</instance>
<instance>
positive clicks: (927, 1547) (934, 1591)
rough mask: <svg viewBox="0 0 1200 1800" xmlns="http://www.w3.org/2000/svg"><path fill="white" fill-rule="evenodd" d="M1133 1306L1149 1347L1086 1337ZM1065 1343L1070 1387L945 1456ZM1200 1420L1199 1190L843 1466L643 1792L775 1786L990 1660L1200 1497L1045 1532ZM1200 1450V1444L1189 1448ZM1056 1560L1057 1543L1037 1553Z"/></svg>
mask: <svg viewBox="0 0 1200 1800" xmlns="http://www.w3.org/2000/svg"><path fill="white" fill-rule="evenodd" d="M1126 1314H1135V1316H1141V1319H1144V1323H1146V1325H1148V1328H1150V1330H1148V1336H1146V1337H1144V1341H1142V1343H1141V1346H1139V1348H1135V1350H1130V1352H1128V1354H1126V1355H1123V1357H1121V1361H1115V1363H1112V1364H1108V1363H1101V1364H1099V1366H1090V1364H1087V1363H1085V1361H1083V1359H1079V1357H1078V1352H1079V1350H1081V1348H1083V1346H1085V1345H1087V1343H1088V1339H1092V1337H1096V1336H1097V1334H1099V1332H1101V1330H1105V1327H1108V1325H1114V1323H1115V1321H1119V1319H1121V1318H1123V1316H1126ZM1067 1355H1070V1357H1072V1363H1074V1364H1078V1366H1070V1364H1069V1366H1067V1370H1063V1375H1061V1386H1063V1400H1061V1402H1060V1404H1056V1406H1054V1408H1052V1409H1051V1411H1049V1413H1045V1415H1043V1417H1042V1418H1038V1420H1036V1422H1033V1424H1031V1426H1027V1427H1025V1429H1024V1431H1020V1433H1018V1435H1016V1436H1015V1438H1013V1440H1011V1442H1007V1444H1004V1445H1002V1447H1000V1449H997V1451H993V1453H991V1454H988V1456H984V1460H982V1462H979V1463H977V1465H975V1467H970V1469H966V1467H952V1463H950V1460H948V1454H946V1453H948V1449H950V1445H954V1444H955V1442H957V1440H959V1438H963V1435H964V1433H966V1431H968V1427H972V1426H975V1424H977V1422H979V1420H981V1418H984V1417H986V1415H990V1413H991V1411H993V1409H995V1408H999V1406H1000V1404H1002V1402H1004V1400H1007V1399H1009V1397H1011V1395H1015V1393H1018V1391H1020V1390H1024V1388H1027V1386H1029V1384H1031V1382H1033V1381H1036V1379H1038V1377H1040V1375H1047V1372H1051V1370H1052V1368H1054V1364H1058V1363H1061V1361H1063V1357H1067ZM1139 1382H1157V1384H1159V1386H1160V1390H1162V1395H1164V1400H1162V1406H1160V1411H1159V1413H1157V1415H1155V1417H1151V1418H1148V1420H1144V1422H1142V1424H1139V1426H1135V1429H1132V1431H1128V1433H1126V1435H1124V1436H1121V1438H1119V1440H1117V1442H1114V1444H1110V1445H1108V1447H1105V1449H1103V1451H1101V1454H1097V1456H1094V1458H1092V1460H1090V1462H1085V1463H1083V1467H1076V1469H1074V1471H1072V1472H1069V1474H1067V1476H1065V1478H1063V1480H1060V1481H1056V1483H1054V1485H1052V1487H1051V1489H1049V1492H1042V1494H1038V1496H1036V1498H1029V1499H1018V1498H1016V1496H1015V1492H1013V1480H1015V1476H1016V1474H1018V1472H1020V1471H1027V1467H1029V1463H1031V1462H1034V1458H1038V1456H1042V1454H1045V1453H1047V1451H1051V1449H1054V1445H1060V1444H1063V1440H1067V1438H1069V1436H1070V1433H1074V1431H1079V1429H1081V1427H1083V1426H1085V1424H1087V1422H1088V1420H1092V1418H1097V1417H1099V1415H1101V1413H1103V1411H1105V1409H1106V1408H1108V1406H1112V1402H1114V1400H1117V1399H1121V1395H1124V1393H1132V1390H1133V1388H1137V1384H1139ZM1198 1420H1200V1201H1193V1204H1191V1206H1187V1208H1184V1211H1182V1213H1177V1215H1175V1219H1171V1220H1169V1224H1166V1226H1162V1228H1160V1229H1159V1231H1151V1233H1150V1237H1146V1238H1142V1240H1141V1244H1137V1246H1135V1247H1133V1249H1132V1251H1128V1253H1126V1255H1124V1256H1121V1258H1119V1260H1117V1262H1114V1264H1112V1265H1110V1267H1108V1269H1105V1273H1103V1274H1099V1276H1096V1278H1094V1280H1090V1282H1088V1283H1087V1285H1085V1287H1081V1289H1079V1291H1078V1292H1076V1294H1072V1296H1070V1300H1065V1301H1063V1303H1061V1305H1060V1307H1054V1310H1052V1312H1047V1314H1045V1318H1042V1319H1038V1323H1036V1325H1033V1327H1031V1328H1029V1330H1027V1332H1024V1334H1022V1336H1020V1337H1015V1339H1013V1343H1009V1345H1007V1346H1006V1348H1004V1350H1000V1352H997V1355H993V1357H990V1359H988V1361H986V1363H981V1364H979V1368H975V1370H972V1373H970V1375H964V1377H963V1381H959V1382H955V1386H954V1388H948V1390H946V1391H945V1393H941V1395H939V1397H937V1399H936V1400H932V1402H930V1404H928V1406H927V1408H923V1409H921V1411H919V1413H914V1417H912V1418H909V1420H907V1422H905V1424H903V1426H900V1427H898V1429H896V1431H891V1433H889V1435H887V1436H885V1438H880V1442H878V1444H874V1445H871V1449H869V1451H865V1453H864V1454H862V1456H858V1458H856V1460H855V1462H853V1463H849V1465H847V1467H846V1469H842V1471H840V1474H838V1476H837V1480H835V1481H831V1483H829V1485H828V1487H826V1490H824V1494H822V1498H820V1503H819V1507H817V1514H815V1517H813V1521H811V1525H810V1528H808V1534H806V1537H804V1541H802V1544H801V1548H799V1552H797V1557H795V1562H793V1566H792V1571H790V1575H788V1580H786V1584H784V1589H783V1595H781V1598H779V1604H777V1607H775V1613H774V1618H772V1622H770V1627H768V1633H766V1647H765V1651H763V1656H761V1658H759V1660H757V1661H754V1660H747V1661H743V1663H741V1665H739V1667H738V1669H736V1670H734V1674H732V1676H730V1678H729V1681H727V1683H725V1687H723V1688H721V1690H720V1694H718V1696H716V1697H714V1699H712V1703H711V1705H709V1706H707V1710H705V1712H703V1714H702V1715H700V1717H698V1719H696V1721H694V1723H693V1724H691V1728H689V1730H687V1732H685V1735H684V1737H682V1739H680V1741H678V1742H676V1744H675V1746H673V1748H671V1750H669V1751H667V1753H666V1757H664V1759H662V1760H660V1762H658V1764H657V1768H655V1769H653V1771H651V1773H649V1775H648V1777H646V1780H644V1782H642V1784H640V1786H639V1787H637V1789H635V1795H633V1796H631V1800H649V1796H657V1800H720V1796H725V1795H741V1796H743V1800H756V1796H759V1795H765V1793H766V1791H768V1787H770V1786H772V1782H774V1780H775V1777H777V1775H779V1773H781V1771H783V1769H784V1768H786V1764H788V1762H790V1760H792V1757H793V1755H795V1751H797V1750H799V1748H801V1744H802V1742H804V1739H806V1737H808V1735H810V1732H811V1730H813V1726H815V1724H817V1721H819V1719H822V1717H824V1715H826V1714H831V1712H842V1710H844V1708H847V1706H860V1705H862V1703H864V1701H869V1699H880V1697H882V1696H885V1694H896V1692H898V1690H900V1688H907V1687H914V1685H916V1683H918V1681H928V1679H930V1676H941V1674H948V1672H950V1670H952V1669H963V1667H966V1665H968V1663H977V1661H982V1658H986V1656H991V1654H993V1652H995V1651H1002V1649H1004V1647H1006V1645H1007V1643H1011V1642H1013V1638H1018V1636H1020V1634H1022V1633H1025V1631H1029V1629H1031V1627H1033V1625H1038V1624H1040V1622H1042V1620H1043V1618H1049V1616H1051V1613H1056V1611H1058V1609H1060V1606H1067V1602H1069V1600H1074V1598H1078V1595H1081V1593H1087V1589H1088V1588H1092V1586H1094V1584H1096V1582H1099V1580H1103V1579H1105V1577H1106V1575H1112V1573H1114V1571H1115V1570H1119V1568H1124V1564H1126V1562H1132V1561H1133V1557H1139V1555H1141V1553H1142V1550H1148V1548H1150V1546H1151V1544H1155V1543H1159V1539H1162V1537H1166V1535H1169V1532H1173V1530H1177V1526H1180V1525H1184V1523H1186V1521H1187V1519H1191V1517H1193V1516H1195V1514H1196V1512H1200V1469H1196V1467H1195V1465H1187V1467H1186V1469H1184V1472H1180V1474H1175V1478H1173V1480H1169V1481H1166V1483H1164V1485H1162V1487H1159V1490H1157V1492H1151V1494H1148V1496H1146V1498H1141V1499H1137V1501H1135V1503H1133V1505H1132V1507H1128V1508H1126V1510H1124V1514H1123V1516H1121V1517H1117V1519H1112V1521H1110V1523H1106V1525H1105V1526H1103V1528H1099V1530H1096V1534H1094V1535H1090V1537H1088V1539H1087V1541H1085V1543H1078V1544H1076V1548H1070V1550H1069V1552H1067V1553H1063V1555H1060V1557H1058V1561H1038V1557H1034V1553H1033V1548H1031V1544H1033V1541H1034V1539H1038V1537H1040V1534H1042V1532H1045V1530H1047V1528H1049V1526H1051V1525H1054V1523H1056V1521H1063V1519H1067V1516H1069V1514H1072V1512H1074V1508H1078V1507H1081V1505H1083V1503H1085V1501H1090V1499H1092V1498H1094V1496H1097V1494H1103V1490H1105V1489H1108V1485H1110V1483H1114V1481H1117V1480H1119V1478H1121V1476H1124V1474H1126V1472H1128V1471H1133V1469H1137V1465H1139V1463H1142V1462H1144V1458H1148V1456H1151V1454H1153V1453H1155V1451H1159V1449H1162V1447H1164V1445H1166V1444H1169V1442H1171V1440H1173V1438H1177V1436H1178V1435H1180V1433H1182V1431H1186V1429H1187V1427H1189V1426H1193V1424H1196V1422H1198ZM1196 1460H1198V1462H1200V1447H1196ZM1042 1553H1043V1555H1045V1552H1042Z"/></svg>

Problem description >>
Quote the entries verbatim, starting with their first line and going on through the line that contains "rough mask: <svg", with that line included.

Solution for this exercise >>
</instance>
<instance>
positive clicks: (927, 1547) (934, 1591)
rough mask: <svg viewBox="0 0 1200 1800" xmlns="http://www.w3.org/2000/svg"><path fill="white" fill-rule="evenodd" d="M1133 1306L1149 1347L1086 1337ZM1065 1343L1070 1387L945 1456ZM1200 1420L1199 1190L843 1466L643 1792L775 1786L990 1660L1200 1497L1045 1532ZM1200 1450V1444L1189 1448ZM1056 1560L1057 1543L1037 1553Z"/></svg>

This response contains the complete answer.